==== Data supplied

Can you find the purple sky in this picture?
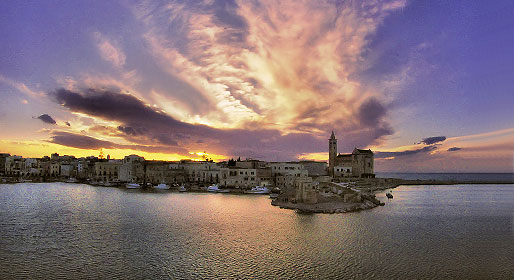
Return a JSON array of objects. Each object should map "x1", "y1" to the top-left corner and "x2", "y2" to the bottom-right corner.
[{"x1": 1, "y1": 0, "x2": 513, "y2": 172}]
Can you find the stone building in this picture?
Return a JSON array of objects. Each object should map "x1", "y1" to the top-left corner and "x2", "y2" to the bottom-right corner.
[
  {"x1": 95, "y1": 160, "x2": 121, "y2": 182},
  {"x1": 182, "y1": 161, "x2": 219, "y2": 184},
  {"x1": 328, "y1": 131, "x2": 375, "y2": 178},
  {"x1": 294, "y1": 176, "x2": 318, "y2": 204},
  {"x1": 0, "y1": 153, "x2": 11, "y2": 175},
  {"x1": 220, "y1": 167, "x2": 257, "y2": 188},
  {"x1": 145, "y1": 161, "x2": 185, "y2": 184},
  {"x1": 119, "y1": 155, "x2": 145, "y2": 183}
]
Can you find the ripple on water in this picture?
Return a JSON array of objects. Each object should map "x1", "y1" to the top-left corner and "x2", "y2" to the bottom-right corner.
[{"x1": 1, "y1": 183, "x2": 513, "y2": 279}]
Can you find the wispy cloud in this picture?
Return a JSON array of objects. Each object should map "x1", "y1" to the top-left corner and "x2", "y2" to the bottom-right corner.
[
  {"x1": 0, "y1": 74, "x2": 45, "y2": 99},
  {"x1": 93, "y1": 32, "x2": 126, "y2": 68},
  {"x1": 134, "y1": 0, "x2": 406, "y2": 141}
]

========

_Problem requirements_
With the pictures left out, transcribe the material exactly.

_Task output_
Can you find the purple sky in this picture?
Return a JSON array of objects. Each object should map "x1", "y1" to the top-left corner and "x2", "y2" to the bottom-right corner.
[{"x1": 1, "y1": 0, "x2": 513, "y2": 172}]
Can you find the stone building in this picture?
Return a JSON array of objects. Each object should map "x1", "y1" to the top-left corner and "x2", "y2" to the bottom-right corner.
[
  {"x1": 95, "y1": 160, "x2": 121, "y2": 182},
  {"x1": 182, "y1": 161, "x2": 219, "y2": 184},
  {"x1": 328, "y1": 131, "x2": 375, "y2": 178},
  {"x1": 294, "y1": 176, "x2": 318, "y2": 204},
  {"x1": 0, "y1": 153, "x2": 11, "y2": 175},
  {"x1": 220, "y1": 167, "x2": 257, "y2": 188},
  {"x1": 145, "y1": 161, "x2": 185, "y2": 184},
  {"x1": 119, "y1": 155, "x2": 145, "y2": 183}
]
Can you find the ripple on water in this picture?
Return a JSON array of objects. Each object should map "x1", "y1" to the top-left corner and "x2", "y2" to the bottom-right corner.
[{"x1": 1, "y1": 183, "x2": 513, "y2": 279}]
Can you find the wispy cloud in this picture?
Return a JSON array of objects. Each object should map "x1", "y1" to the top-left corner and "x2", "y2" to the bottom-right corner.
[
  {"x1": 0, "y1": 74, "x2": 45, "y2": 99},
  {"x1": 93, "y1": 32, "x2": 126, "y2": 68},
  {"x1": 134, "y1": 0, "x2": 406, "y2": 141}
]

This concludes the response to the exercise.